= Beginning of Section =
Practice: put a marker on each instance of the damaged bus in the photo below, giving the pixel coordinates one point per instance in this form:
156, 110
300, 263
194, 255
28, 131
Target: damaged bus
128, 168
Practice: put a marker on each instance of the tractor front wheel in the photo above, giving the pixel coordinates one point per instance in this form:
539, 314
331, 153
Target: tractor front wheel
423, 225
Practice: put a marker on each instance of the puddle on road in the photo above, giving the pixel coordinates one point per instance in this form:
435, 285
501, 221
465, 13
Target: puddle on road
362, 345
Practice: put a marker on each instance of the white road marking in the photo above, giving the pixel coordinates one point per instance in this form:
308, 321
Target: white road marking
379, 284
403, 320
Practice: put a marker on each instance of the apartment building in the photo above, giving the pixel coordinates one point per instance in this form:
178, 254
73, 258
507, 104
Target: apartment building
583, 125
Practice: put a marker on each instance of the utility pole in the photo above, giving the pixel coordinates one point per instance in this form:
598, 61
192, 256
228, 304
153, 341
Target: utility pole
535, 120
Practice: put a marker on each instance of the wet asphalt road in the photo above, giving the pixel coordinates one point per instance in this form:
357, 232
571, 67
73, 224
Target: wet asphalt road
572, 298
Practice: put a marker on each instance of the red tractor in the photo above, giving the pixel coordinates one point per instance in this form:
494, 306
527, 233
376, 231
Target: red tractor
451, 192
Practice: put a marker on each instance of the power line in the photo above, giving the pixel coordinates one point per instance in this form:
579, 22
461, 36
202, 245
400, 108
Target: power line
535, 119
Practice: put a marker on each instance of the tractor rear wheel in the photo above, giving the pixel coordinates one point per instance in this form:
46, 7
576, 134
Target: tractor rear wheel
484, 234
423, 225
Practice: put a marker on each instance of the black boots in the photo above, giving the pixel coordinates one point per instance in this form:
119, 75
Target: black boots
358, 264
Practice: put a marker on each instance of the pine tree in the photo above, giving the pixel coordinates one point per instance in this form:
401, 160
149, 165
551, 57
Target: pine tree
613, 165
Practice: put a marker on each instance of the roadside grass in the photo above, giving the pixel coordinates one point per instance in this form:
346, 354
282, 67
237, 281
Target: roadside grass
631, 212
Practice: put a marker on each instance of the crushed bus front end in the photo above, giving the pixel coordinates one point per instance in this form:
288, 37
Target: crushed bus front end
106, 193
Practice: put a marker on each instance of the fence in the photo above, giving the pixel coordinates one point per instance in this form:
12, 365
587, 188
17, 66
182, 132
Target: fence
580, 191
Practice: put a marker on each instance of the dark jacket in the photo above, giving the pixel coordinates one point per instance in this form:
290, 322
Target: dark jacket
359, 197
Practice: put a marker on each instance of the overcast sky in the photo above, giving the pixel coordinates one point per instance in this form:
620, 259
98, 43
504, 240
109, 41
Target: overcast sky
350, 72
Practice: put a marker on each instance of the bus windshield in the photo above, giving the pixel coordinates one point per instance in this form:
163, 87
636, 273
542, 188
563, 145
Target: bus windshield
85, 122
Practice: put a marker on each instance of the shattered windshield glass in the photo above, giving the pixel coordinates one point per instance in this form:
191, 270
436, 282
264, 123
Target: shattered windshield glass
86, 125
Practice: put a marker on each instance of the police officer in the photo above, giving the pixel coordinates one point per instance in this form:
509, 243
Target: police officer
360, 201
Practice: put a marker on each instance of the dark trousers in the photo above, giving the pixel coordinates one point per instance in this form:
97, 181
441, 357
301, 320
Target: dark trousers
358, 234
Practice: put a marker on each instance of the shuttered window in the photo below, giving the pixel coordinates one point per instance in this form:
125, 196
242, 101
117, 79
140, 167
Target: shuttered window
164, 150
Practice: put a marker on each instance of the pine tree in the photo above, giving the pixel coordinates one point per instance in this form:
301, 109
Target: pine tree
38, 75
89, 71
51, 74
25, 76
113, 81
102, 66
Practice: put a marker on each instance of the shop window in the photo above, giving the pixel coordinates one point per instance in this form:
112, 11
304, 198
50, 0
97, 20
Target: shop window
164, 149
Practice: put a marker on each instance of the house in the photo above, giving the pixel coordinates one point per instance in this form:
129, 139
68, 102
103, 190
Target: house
= End of Section =
WHAT THIS TASK INVOLVES: Among the lines above, find those holding "below" and copy each one.

ANSWER AREA:
Practice: put a marker on each instance of the damaged bus in the photo below, giving the pixel coordinates one point per instance in this form:
Practice: put a marker on each instance of the shuttered window in the photo below, giving the pixel coordinates one point per instance in this form:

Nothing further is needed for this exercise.